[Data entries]
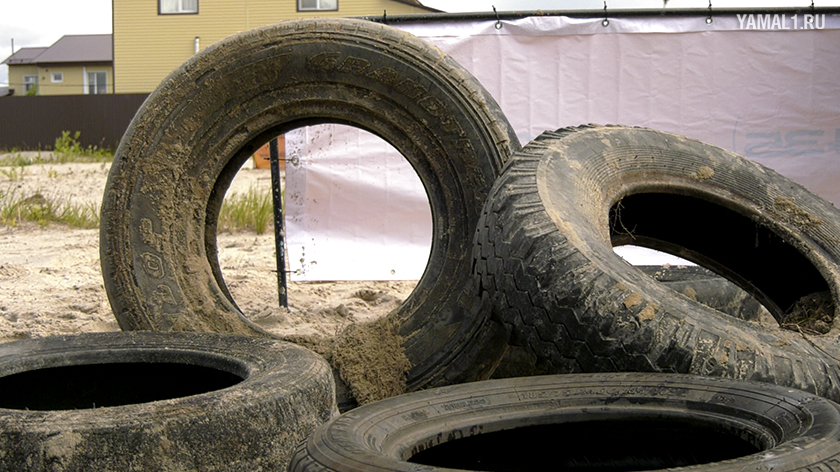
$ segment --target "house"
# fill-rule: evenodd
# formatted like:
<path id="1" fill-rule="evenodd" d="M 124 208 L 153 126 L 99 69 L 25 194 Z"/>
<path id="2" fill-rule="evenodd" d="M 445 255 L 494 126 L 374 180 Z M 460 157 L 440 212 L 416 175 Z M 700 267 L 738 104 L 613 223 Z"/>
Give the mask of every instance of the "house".
<path id="1" fill-rule="evenodd" d="M 9 66 L 10 95 L 114 93 L 112 36 L 67 35 L 50 47 L 21 48 Z"/>
<path id="2" fill-rule="evenodd" d="M 113 0 L 113 86 L 150 93 L 210 44 L 282 20 L 437 11 L 418 0 Z"/>

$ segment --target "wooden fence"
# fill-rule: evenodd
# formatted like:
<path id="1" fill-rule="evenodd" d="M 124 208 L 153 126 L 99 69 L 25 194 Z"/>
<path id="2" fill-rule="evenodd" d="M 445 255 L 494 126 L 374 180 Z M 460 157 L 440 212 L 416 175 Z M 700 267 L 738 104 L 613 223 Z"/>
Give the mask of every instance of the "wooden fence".
<path id="1" fill-rule="evenodd" d="M 49 150 L 62 131 L 87 146 L 116 149 L 148 94 L 0 98 L 0 151 Z"/>

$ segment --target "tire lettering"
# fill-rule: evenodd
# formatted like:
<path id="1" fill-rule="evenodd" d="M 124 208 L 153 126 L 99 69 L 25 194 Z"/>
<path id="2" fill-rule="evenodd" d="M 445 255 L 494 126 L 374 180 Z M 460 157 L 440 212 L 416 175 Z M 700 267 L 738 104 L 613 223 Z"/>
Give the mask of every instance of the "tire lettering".
<path id="1" fill-rule="evenodd" d="M 358 57 L 348 57 L 338 68 L 341 72 L 354 75 L 364 75 L 368 69 L 370 69 L 370 61 Z"/>
<path id="2" fill-rule="evenodd" d="M 155 233 L 152 220 L 148 218 L 141 218 L 139 230 L 140 239 L 144 244 L 148 244 L 154 248 L 155 251 L 163 251 L 163 236 L 159 233 Z"/>
<path id="3" fill-rule="evenodd" d="M 315 54 L 306 61 L 306 68 L 316 72 L 327 72 L 335 69 L 338 64 L 338 56 L 341 53 L 337 52 L 322 52 Z"/>
<path id="4" fill-rule="evenodd" d="M 380 67 L 368 72 L 372 64 L 367 59 L 348 56 L 342 61 L 340 56 L 341 53 L 339 52 L 322 52 L 309 57 L 306 61 L 306 67 L 316 72 L 329 72 L 335 69 L 359 77 L 367 77 L 381 84 L 394 87 L 406 97 L 415 100 L 429 114 L 438 118 L 446 133 L 457 136 L 465 135 L 464 129 L 455 116 L 446 109 L 445 104 L 437 97 L 427 95 L 429 93 L 428 87 L 411 79 L 400 80 L 399 72 L 390 67 Z"/>
<path id="5" fill-rule="evenodd" d="M 152 293 L 151 297 L 152 304 L 154 305 L 163 305 L 164 303 L 168 305 L 176 305 L 175 296 L 172 294 L 172 289 L 169 288 L 168 285 L 158 285 L 155 288 L 155 291 Z"/>
<path id="6" fill-rule="evenodd" d="M 454 410 L 462 410 L 464 408 L 471 408 L 474 406 L 479 405 L 486 405 L 487 400 L 484 398 L 471 398 L 469 400 L 462 400 L 459 402 L 448 403 L 443 405 L 443 409 L 446 411 L 454 411 Z"/>
<path id="7" fill-rule="evenodd" d="M 156 279 L 162 279 L 165 274 L 163 270 L 163 259 L 156 254 L 152 254 L 151 252 L 144 252 L 140 255 L 143 259 L 143 270 L 150 277 L 154 277 Z"/>

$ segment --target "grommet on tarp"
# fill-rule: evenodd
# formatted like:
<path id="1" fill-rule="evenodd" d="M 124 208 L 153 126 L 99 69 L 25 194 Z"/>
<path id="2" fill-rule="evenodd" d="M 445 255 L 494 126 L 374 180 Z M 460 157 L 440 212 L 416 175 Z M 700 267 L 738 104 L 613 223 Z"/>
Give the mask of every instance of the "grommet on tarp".
<path id="1" fill-rule="evenodd" d="M 604 2 L 604 20 L 601 21 L 601 26 L 606 28 L 609 25 L 610 25 L 610 19 L 607 16 L 607 2 Z"/>
<path id="2" fill-rule="evenodd" d="M 502 19 L 499 18 L 499 13 L 496 11 L 496 5 L 493 5 L 493 14 L 496 15 L 496 29 L 502 29 Z"/>
<path id="3" fill-rule="evenodd" d="M 712 24 L 714 20 L 712 19 L 712 0 L 709 0 L 709 16 L 706 17 L 706 24 Z"/>
<path id="4" fill-rule="evenodd" d="M 388 10 L 382 10 L 382 24 L 388 23 Z"/>

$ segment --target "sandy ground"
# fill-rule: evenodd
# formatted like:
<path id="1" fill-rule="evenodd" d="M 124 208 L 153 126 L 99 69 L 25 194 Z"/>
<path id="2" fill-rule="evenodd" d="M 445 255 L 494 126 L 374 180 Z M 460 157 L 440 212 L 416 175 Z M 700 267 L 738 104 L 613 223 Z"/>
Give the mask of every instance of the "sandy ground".
<path id="1" fill-rule="evenodd" d="M 0 191 L 69 197 L 98 208 L 109 165 L 15 169 L 18 172 L 0 174 Z M 246 165 L 228 194 L 251 186 L 269 189 L 269 172 Z M 351 322 L 376 319 L 396 308 L 416 283 L 292 283 L 286 310 L 277 301 L 273 234 L 223 233 L 218 241 L 222 272 L 234 300 L 255 323 L 279 335 L 332 336 Z M 0 225 L 0 342 L 117 330 L 99 268 L 98 230 Z"/>

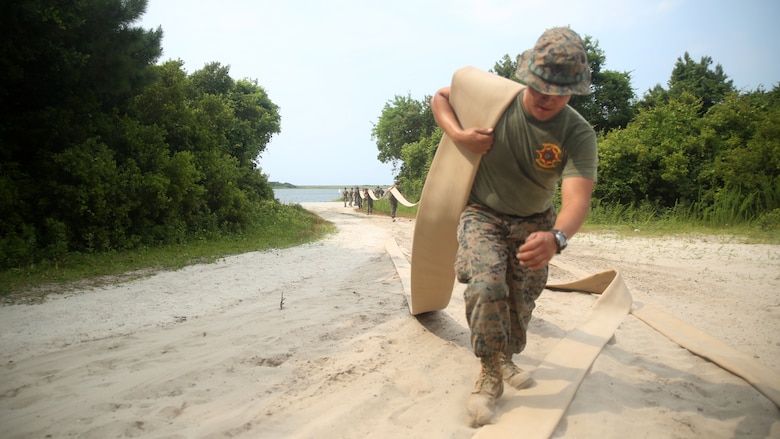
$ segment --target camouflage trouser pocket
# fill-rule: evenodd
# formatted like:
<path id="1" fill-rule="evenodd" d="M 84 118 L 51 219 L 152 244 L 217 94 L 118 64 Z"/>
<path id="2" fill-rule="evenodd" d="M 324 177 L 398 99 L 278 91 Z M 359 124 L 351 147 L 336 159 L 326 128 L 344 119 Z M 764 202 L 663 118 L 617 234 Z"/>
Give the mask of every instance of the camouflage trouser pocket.
<path id="1" fill-rule="evenodd" d="M 458 251 L 455 254 L 455 277 L 460 283 L 468 283 L 471 280 L 472 266 L 469 250 L 464 248 L 462 243 L 463 224 L 458 224 Z"/>
<path id="2" fill-rule="evenodd" d="M 466 207 L 458 222 L 458 251 L 455 254 L 455 276 L 460 283 L 469 283 L 491 269 L 499 250 L 495 247 L 502 234 L 494 218 L 482 208 Z M 495 261 L 494 261 L 495 262 Z"/>
<path id="3" fill-rule="evenodd" d="M 466 284 L 474 276 L 474 248 L 472 242 L 464 239 L 466 229 L 472 227 L 472 220 L 461 219 L 458 223 L 458 251 L 455 254 L 455 277 L 458 282 Z"/>

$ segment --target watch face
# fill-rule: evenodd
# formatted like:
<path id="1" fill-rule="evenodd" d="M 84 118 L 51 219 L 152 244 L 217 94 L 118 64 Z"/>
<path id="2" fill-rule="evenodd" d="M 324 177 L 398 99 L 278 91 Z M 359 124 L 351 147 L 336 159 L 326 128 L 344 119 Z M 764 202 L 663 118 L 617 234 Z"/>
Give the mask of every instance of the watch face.
<path id="1" fill-rule="evenodd" d="M 560 230 L 554 231 L 553 234 L 555 235 L 555 242 L 558 244 L 558 252 L 560 253 L 560 251 L 565 249 L 566 245 L 568 244 L 566 235 L 564 235 Z"/>

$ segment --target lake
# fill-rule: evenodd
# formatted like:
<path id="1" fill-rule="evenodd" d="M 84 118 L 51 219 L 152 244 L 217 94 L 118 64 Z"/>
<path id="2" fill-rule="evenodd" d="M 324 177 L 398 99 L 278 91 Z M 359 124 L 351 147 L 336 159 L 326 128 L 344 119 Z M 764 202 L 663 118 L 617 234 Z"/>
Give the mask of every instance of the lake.
<path id="1" fill-rule="evenodd" d="M 341 190 L 329 189 L 274 189 L 274 198 L 284 204 L 334 201 L 341 198 Z"/>

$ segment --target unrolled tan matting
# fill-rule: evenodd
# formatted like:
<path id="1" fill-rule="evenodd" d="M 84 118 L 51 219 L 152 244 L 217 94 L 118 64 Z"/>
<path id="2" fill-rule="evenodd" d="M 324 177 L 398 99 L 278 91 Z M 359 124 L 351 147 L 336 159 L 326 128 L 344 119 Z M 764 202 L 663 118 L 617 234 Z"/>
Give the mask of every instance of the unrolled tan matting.
<path id="1" fill-rule="evenodd" d="M 520 89 L 512 81 L 466 67 L 453 76 L 450 102 L 463 126 L 494 126 Z M 444 136 L 420 198 L 411 264 L 394 238 L 385 243 L 413 315 L 449 304 L 455 279 L 458 218 L 478 164 L 479 156 L 462 150 Z M 557 262 L 554 265 L 582 274 Z M 655 307 L 639 303 L 632 307 L 631 294 L 617 271 L 549 284 L 547 288 L 598 294 L 599 298 L 578 326 L 532 372 L 536 385 L 507 401 L 496 423 L 480 428 L 475 437 L 550 437 L 587 371 L 629 312 L 683 348 L 742 377 L 780 407 L 780 374 Z"/>
<path id="2" fill-rule="evenodd" d="M 411 264 L 398 248 L 395 238 L 389 238 L 385 247 L 409 300 Z M 554 265 L 581 274 L 563 264 Z M 606 270 L 574 282 L 548 284 L 547 288 L 598 294 L 599 298 L 577 327 L 531 373 L 536 385 L 518 391 L 517 396 L 506 401 L 496 422 L 480 428 L 475 438 L 549 438 L 593 362 L 629 312 L 681 347 L 743 378 L 780 407 L 780 374 L 652 305 L 632 304 L 631 293 L 619 272 Z"/>

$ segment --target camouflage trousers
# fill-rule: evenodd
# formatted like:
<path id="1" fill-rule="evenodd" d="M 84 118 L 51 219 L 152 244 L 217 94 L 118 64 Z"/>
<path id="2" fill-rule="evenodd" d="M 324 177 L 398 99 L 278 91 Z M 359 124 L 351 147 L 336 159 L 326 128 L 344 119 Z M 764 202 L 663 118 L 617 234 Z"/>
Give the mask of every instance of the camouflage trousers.
<path id="1" fill-rule="evenodd" d="M 532 232 L 550 230 L 555 211 L 529 217 L 499 214 L 471 204 L 460 216 L 455 272 L 463 294 L 471 346 L 477 357 L 522 352 L 536 299 L 547 283 L 547 266 L 520 265 L 517 248 Z"/>

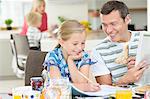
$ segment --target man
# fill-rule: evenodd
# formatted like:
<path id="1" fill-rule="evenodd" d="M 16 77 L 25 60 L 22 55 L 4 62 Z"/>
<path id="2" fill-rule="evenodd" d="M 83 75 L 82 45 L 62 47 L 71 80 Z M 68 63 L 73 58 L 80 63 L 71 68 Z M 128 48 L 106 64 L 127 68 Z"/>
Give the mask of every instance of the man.
<path id="1" fill-rule="evenodd" d="M 102 29 L 107 34 L 100 44 L 92 51 L 91 56 L 97 61 L 92 66 L 96 81 L 100 84 L 129 84 L 136 82 L 148 67 L 146 61 L 135 65 L 136 49 L 139 41 L 139 31 L 128 31 L 131 22 L 128 7 L 121 1 L 108 1 L 100 12 Z M 116 63 L 123 53 L 124 45 L 128 43 L 126 63 Z"/>

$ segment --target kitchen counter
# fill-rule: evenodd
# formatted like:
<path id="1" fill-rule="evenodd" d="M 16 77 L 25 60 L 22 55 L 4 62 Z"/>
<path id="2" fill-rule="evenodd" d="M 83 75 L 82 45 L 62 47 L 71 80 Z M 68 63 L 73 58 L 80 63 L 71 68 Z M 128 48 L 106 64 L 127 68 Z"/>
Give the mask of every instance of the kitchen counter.
<path id="1" fill-rule="evenodd" d="M 12 69 L 12 50 L 10 45 L 10 34 L 19 33 L 20 30 L 0 30 L 0 78 L 15 76 Z"/>
<path id="2" fill-rule="evenodd" d="M 93 39 L 103 39 L 106 37 L 106 34 L 102 30 L 97 31 L 90 31 L 87 33 L 87 40 L 93 40 Z"/>
<path id="3" fill-rule="evenodd" d="M 0 39 L 10 39 L 10 34 L 20 33 L 21 29 L 17 30 L 0 30 Z"/>

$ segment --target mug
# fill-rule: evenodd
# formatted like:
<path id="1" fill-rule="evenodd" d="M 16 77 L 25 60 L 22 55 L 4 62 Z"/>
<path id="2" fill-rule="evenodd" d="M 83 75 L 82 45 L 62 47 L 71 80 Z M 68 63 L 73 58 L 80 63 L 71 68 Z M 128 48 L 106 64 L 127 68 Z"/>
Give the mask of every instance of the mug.
<path id="1" fill-rule="evenodd" d="M 131 90 L 117 90 L 116 99 L 132 99 Z"/>
<path id="2" fill-rule="evenodd" d="M 46 99 L 71 99 L 71 85 L 69 79 L 50 79 L 50 86 L 46 89 Z"/>
<path id="3" fill-rule="evenodd" d="M 42 91 L 43 78 L 42 77 L 32 77 L 32 78 L 30 78 L 30 84 L 32 86 L 32 90 Z"/>

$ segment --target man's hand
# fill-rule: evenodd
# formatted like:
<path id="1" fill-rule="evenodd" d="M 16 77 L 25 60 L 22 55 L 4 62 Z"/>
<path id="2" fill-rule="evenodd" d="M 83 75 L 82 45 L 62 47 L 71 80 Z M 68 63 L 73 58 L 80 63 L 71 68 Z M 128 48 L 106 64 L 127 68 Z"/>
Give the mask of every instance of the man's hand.
<path id="1" fill-rule="evenodd" d="M 130 62 L 132 64 L 132 62 Z M 135 63 L 134 63 L 135 64 Z M 141 61 L 137 66 L 132 67 L 128 70 L 126 76 L 130 82 L 138 81 L 143 72 L 148 68 L 148 63 L 146 61 Z"/>
<path id="2" fill-rule="evenodd" d="M 129 84 L 129 83 L 137 82 L 147 68 L 148 68 L 148 63 L 145 60 L 143 60 L 137 66 L 128 69 L 127 73 L 117 83 L 120 85 L 120 84 Z"/>
<path id="3" fill-rule="evenodd" d="M 86 91 L 96 92 L 100 90 L 100 85 L 98 83 L 86 83 Z"/>
<path id="4" fill-rule="evenodd" d="M 129 57 L 127 59 L 127 66 L 128 66 L 128 69 L 131 69 L 135 66 L 135 57 Z"/>

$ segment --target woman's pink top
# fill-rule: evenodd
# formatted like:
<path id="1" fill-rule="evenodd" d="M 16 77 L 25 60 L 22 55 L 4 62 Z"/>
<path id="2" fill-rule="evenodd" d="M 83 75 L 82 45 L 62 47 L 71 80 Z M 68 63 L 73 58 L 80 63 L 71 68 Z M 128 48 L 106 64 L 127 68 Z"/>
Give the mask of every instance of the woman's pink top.
<path id="1" fill-rule="evenodd" d="M 24 18 L 24 24 L 23 24 L 22 31 L 20 34 L 26 35 L 27 29 L 28 29 L 27 22 L 26 22 L 26 19 Z M 42 24 L 39 29 L 41 32 L 47 30 L 47 14 L 45 12 L 42 14 Z"/>

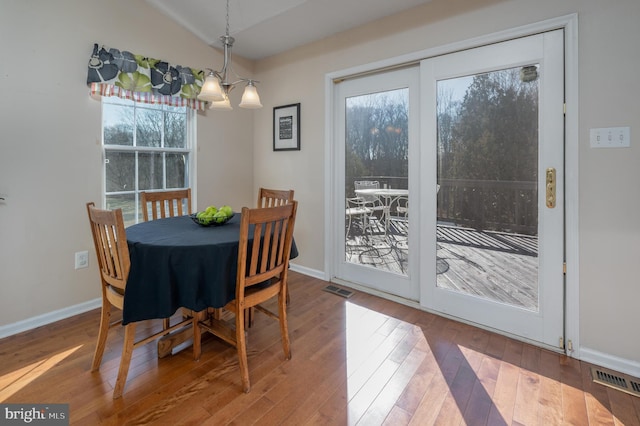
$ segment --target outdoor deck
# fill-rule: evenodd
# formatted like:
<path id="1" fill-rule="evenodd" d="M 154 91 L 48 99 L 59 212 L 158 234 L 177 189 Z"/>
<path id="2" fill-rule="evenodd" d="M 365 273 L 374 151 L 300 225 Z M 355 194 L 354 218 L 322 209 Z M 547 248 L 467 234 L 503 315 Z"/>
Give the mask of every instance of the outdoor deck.
<path id="1" fill-rule="evenodd" d="M 374 221 L 372 232 L 354 227 L 347 260 L 390 272 L 406 273 L 406 219 Z M 530 310 L 538 308 L 536 237 L 437 226 L 437 286 Z"/>

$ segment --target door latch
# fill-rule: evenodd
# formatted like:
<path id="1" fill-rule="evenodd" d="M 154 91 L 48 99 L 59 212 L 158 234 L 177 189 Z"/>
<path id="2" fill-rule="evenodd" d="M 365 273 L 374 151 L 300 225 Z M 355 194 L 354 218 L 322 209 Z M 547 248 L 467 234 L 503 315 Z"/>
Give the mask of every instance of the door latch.
<path id="1" fill-rule="evenodd" d="M 552 209 L 556 206 L 556 169 L 549 167 L 547 169 L 547 207 Z"/>

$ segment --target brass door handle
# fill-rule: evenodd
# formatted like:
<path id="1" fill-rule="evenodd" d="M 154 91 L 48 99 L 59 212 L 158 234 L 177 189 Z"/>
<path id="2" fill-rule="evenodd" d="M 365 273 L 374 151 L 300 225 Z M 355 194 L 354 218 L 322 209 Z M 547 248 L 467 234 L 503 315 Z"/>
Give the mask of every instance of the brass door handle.
<path id="1" fill-rule="evenodd" d="M 556 169 L 549 167 L 547 169 L 547 192 L 545 199 L 547 207 L 552 209 L 556 206 Z"/>

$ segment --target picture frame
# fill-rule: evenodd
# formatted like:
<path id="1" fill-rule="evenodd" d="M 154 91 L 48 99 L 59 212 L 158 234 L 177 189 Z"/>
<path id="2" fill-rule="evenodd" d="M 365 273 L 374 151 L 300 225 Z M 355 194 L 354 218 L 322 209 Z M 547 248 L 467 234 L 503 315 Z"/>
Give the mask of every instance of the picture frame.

> **WHAT IS REQUIRED**: All lines in the entries above that include "frame" should be found and copied.

> **PROBLEM SOLUTION**:
$ segment --target picture frame
Give the mask of every instance of the picture frame.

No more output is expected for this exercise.